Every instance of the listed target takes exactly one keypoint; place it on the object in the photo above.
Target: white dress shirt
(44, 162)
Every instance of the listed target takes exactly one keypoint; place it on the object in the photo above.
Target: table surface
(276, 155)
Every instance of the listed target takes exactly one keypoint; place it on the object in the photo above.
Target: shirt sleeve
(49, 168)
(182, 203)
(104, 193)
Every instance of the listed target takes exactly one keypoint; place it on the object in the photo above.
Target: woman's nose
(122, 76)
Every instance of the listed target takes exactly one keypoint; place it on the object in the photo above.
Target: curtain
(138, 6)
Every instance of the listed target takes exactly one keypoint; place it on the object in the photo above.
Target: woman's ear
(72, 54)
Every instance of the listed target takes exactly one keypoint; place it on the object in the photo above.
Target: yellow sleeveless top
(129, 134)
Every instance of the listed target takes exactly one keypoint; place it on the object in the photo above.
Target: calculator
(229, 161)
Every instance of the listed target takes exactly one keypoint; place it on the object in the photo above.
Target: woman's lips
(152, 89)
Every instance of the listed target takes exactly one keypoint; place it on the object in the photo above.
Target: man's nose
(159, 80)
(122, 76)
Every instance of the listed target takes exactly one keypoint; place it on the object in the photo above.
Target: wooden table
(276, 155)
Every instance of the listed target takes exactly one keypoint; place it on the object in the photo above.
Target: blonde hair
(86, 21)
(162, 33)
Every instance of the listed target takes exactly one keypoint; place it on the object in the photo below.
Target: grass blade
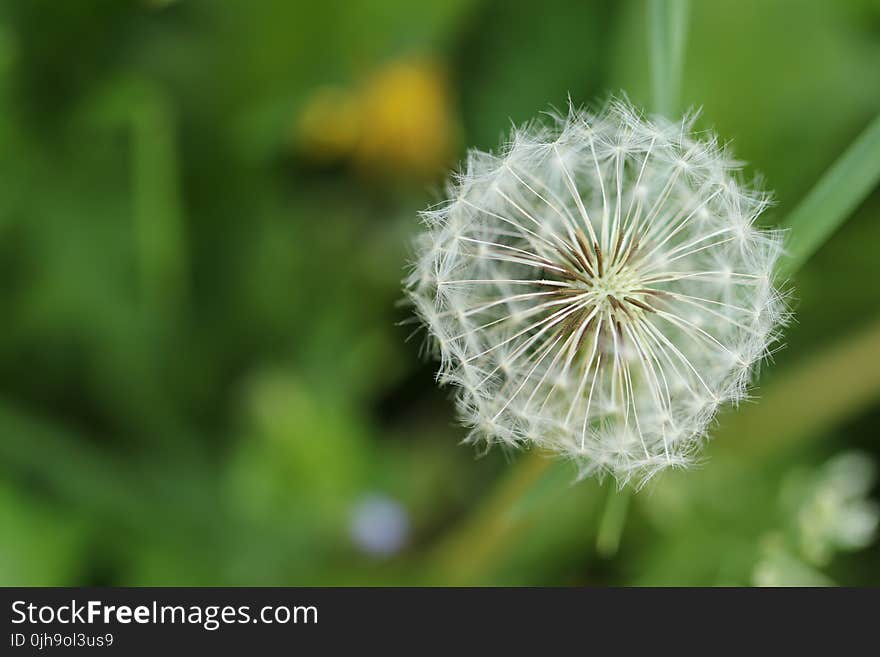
(834, 197)
(668, 26)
============================================================
Instructions for the task:
Only the lines from the one with "Target: calculator" through the final line of the entries above are to be repeated, exactly as written and without pictures.

Answer below:
Target: calculator
(229, 161)
Every instance of the listed target takes exactly one keypoint; place it on the object in the photo above.
Target: woman's lips
(152, 89)
Every instance of the listed target takes exactly one keypoint; place it on the object in the photo above.
Target: man's nose
(159, 80)
(122, 76)
Every instance of the listed target takes exactly one keypoint; place it on the object in the photo above.
Target: wooden table
(276, 155)
Every instance of the listed target takes exactly one keypoint; place it on the object in the photo above.
Target: blonde hair
(86, 21)
(162, 33)
Every instance of the listed target takes exactly one keypoint; place it on the object in the photo below.
Target: grass blade
(834, 197)
(668, 26)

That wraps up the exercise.